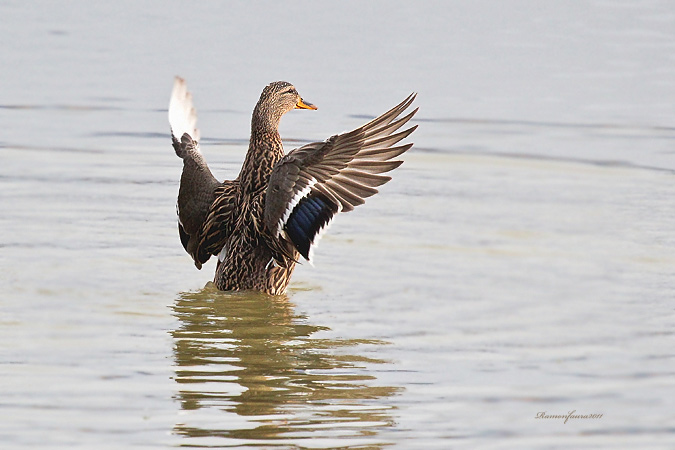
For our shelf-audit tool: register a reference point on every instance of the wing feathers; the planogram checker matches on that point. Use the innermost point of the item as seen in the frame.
(316, 181)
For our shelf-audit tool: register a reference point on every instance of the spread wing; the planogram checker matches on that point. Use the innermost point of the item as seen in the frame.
(313, 183)
(203, 202)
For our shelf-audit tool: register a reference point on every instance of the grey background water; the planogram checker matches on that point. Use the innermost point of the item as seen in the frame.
(521, 261)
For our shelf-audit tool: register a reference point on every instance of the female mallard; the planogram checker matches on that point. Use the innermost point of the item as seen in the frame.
(275, 211)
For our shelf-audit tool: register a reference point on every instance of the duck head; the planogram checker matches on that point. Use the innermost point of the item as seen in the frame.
(276, 100)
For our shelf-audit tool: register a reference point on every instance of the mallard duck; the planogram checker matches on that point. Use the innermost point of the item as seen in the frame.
(262, 223)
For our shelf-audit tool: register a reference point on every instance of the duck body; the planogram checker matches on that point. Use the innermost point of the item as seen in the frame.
(260, 224)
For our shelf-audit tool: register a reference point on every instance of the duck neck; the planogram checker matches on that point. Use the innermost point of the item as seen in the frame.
(265, 149)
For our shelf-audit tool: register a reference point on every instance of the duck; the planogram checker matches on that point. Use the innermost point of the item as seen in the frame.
(272, 215)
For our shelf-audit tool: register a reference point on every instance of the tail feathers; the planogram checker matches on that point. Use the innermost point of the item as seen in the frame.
(182, 114)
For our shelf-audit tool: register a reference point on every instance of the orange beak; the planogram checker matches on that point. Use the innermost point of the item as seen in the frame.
(304, 105)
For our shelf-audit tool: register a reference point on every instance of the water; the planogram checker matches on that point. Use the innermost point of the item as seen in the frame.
(521, 261)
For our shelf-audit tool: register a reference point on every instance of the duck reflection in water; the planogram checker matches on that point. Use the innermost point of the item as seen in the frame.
(248, 368)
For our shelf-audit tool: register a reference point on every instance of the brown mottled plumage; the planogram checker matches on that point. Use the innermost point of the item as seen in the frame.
(274, 212)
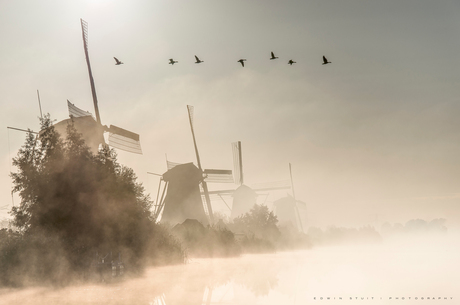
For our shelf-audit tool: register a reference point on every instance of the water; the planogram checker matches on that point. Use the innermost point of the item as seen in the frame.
(364, 274)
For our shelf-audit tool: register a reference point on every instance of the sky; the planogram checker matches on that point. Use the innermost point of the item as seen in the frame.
(372, 137)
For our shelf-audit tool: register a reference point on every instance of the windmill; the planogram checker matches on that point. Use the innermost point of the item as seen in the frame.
(181, 197)
(244, 197)
(91, 128)
(287, 209)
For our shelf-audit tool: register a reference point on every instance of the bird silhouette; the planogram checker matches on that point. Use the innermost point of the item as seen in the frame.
(198, 61)
(117, 62)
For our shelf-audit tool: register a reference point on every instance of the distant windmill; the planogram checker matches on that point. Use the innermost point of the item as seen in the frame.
(183, 199)
(244, 197)
(92, 129)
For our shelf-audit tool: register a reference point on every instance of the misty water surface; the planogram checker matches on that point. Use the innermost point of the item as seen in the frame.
(415, 268)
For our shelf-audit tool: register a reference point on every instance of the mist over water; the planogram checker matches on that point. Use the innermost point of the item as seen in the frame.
(407, 267)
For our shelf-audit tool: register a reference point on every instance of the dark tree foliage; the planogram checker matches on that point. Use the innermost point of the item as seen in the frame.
(82, 203)
(258, 223)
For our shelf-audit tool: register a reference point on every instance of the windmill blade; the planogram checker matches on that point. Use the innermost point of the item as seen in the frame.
(274, 185)
(172, 164)
(218, 176)
(77, 112)
(237, 162)
(125, 140)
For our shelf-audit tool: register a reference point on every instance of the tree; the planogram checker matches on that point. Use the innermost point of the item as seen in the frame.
(259, 222)
(85, 203)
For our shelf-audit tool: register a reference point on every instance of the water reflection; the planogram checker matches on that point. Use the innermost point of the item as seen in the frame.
(378, 271)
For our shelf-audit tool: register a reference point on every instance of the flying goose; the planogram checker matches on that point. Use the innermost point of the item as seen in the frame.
(198, 61)
(117, 62)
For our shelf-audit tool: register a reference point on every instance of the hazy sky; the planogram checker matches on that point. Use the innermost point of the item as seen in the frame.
(374, 133)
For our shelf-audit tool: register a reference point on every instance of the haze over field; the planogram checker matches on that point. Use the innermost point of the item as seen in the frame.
(372, 137)
(368, 274)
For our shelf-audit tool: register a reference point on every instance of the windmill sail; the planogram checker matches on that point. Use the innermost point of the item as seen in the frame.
(77, 112)
(170, 164)
(237, 163)
(125, 140)
(218, 176)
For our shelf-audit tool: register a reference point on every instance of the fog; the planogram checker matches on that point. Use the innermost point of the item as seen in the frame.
(412, 268)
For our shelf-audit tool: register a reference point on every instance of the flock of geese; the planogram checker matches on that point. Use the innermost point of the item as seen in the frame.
(241, 61)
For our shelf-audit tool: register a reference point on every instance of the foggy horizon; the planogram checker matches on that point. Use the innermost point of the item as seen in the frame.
(372, 137)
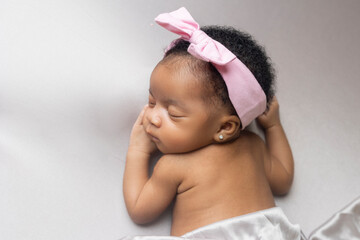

____

How many lines in the rows above contain the word "windmill"? Give only the number.

4